> THE REQUEST:
Reproduce the following data line for line without changing anything, but leave out the pictures.

> DATA ROWS:
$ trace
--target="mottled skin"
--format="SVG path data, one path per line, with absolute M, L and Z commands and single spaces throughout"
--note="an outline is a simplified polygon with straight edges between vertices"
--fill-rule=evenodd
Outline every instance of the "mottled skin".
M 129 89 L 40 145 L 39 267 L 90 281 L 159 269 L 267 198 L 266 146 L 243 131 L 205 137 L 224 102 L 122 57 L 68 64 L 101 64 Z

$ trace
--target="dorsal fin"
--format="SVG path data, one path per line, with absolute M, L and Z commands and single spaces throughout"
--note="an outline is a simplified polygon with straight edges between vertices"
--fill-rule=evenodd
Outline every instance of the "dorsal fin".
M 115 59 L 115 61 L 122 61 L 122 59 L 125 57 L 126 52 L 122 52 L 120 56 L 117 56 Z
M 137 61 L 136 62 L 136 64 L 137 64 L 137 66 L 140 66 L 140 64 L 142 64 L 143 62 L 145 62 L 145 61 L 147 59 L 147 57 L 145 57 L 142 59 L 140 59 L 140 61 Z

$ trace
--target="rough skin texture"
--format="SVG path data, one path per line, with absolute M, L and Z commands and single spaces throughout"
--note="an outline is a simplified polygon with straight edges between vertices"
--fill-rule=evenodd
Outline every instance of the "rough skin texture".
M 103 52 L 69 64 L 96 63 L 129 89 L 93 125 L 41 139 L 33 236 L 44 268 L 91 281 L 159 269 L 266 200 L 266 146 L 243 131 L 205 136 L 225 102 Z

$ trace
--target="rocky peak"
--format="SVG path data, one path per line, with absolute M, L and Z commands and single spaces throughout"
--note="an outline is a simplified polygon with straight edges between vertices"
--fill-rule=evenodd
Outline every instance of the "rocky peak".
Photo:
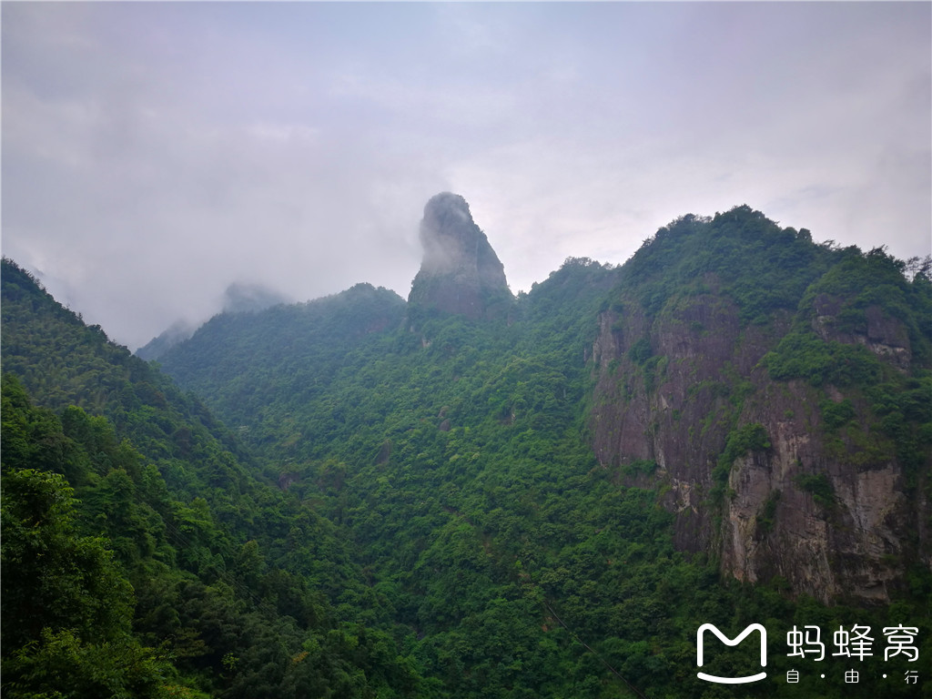
M 470 318 L 503 313 L 512 294 L 505 269 L 469 211 L 466 199 L 432 197 L 420 222 L 424 257 L 408 301 Z

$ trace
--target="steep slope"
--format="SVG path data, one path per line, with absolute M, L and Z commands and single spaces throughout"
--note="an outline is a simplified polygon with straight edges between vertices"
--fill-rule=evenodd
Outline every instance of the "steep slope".
M 932 567 L 924 274 L 747 207 L 676 222 L 621 272 L 593 441 L 655 469 L 628 480 L 669 488 L 679 546 L 824 600 L 888 600 Z
M 420 242 L 424 258 L 408 303 L 473 320 L 507 313 L 513 296 L 505 268 L 466 199 L 449 192 L 432 197 L 424 207 Z
M 8 260 L 2 287 L 5 696 L 421 693 L 327 520 Z
M 362 283 L 308 303 L 222 313 L 159 364 L 259 444 L 258 435 L 278 432 L 295 408 L 327 393 L 354 347 L 400 327 L 404 306 L 394 292 Z
M 753 380 L 783 380 L 767 377 L 762 358 L 789 336 L 807 290 L 830 279 L 843 254 L 746 208 L 720 217 L 718 238 L 706 235 L 711 223 L 690 217 L 671 226 L 686 226 L 674 236 L 693 246 L 688 254 L 657 245 L 661 232 L 622 268 L 568 260 L 520 295 L 507 318 L 434 309 L 416 315 L 416 332 L 406 322 L 350 345 L 322 336 L 342 351 L 325 391 L 294 400 L 301 383 L 282 380 L 270 403 L 239 414 L 243 433 L 263 447 L 267 475 L 355 543 L 395 619 L 416 633 L 425 672 L 448 695 L 700 697 L 707 688 L 691 672 L 695 648 L 684 640 L 700 624 L 734 633 L 765 619 L 775 638 L 816 619 L 837 629 L 853 614 L 876 628 L 928 627 L 932 576 L 922 566 L 904 569 L 920 550 L 907 538 L 883 561 L 884 594 L 897 604 L 853 596 L 854 611 L 815 604 L 792 571 L 760 569 L 759 584 L 746 586 L 753 576 L 722 553 L 725 541 L 740 541 L 721 515 L 733 502 L 728 466 L 736 462 L 737 474 L 771 448 L 771 413 L 752 395 Z M 707 251 L 717 254 L 697 258 Z M 787 267 L 777 269 L 781 254 Z M 684 308 L 694 317 L 677 315 Z M 270 342 L 285 333 L 274 329 Z M 240 351 L 240 342 L 231 333 L 215 345 Z M 254 354 L 243 370 L 287 378 L 286 361 Z M 695 405 L 684 399 L 678 413 L 661 413 L 671 391 L 658 391 L 675 371 L 686 372 L 682 391 Z M 687 464 L 698 485 L 682 508 L 688 473 L 674 480 L 668 455 L 695 444 L 705 460 Z M 824 496 L 820 484 L 792 482 L 810 499 Z M 898 492 L 911 497 L 905 486 Z M 796 555 L 791 510 L 764 500 L 755 536 L 770 537 L 771 560 Z M 839 561 L 829 565 L 837 584 L 848 584 Z M 734 653 L 730 662 L 747 662 Z M 778 676 L 792 660 L 771 662 Z M 840 663 L 825 668 L 837 673 Z M 843 685 L 816 684 L 720 695 L 844 695 Z

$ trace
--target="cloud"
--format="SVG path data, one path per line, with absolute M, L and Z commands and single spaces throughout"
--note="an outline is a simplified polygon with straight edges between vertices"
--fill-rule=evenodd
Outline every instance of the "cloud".
M 433 194 L 514 290 L 740 203 L 928 251 L 926 4 L 5 4 L 4 253 L 138 346 L 233 281 L 406 295 Z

> REPLY TO THE TASK:
$ trace
--target="mottled skin"
--format="SVG path data, one path per line, with absolute M, L and Z commands and single spaces throughout"
--note="an outline is a simplified polygon with straight edges between vertices"
--fill-rule=evenodd
Outline every instance of the "mottled skin".
M 129 89 L 40 145 L 39 267 L 90 281 L 159 269 L 267 198 L 266 146 L 243 131 L 205 137 L 224 102 L 122 57 L 68 64 L 101 64 Z

$ trace
--target="dorsal fin"
--format="SVG path data, one path per line, with absolute M, L and Z commands and single spaces throughout"
--note="an outline is a simplified polygon with straight edges between vertices"
--fill-rule=evenodd
Outline every instance of the "dorsal fin".
M 115 59 L 115 61 L 122 61 L 122 59 L 125 57 L 126 52 L 122 52 L 120 56 L 117 56 Z
M 137 61 L 136 62 L 136 64 L 137 64 L 137 66 L 140 66 L 140 64 L 142 64 L 143 62 L 145 62 L 145 61 L 147 59 L 147 57 L 145 57 L 142 59 L 140 59 L 140 61 Z

$ trace
--target="rough skin texture"
--format="SVG path data, one path per line, with absolute M, L and Z commands and single spaces throughout"
--note="an outline is a simplified polygon with straight edges between vertices"
--fill-rule=evenodd
Outline every instance of the "rough skin texture".
M 103 52 L 69 64 L 96 63 L 129 89 L 93 125 L 41 139 L 33 236 L 44 268 L 91 281 L 159 269 L 266 200 L 266 146 L 243 131 L 205 136 L 225 102 Z

$ trace
--target="rocky peak"
--format="SVG path data, one path per line, with absolute M, L and Z commands and single spaces throughout"
--note="an outline is a simplified polygon with straight edges between vertices"
--fill-rule=evenodd
Outline every instance of the "rocky peak".
Photo:
M 470 318 L 503 313 L 512 294 L 505 269 L 469 211 L 466 199 L 432 197 L 420 222 L 424 257 L 408 301 Z

$ trace
--target="steep slope"
--format="SVG path data, one path per line, with absolute M, L and Z commands and single spaces throughout"
--note="an outline is a simplified polygon with straight edges between vertices"
--fill-rule=evenodd
Outline every instance of the "steep slope".
M 932 567 L 924 274 L 747 207 L 676 222 L 621 272 L 593 441 L 655 469 L 628 480 L 669 488 L 679 546 L 824 600 L 888 600 Z
M 420 242 L 424 258 L 408 303 L 473 320 L 507 313 L 513 296 L 505 268 L 466 199 L 449 192 L 432 197 L 424 207 Z
M 8 260 L 2 287 L 5 696 L 421 693 L 327 520 Z
M 362 283 L 308 303 L 222 313 L 159 364 L 259 444 L 258 435 L 278 432 L 295 408 L 327 393 L 354 347 L 400 327 L 404 306 L 394 292 Z
M 753 380 L 783 380 L 767 377 L 762 358 L 789 336 L 807 290 L 830 279 L 843 254 L 746 208 L 720 217 L 718 238 L 706 235 L 711 223 L 690 217 L 671 226 L 686 226 L 674 236 L 693 246 L 688 254 L 657 245 L 661 232 L 622 268 L 568 260 L 520 295 L 507 318 L 434 309 L 416 315 L 416 332 L 406 322 L 350 345 L 322 336 L 342 351 L 325 391 L 294 400 L 301 383 L 282 380 L 270 403 L 239 414 L 243 433 L 263 447 L 267 475 L 355 543 L 395 619 L 416 633 L 425 672 L 448 695 L 700 697 L 707 688 L 691 672 L 695 648 L 684 640 L 700 624 L 734 633 L 765 619 L 775 638 L 816 619 L 837 629 L 853 614 L 876 628 L 928 627 L 932 576 L 922 566 L 904 569 L 920 550 L 907 538 L 883 561 L 884 594 L 897 604 L 853 596 L 854 611 L 815 604 L 792 571 L 760 569 L 759 584 L 746 586 L 753 576 L 722 553 L 725 541 L 740 541 L 721 515 L 733 502 L 728 466 L 736 462 L 737 474 L 771 448 L 771 413 L 752 395 Z M 707 251 L 717 254 L 697 258 Z M 787 267 L 777 269 L 781 254 Z M 684 308 L 694 317 L 677 315 Z M 270 342 L 285 333 L 274 329 Z M 240 351 L 240 342 L 231 333 L 215 345 Z M 254 354 L 243 370 L 287 378 L 286 361 Z M 695 405 L 684 399 L 678 413 L 661 413 L 671 391 L 658 391 L 675 371 L 686 372 L 682 391 Z M 687 464 L 698 485 L 682 508 L 688 473 L 674 480 L 668 455 L 695 444 L 705 460 Z M 824 496 L 820 484 L 792 482 L 810 499 Z M 898 492 L 911 497 L 905 486 Z M 796 555 L 791 510 L 764 500 L 755 536 L 770 537 L 771 560 Z M 839 561 L 829 565 L 837 584 L 848 584 Z M 734 653 L 730 662 L 747 662 Z M 778 676 L 792 660 L 771 662 Z M 840 663 L 825 668 L 837 673 Z M 843 685 L 816 684 L 720 695 L 844 695 Z

$ trace
--target="cloud"
--format="SVG path data, one path per line, with absolute M, L and Z commands and single spaces throughout"
--note="an outline is a simplified polygon with straight edges between vertices"
--fill-rule=evenodd
Outline every instance of the "cloud".
M 433 194 L 514 290 L 740 203 L 928 251 L 926 4 L 5 4 L 4 253 L 138 346 L 233 281 L 406 295 Z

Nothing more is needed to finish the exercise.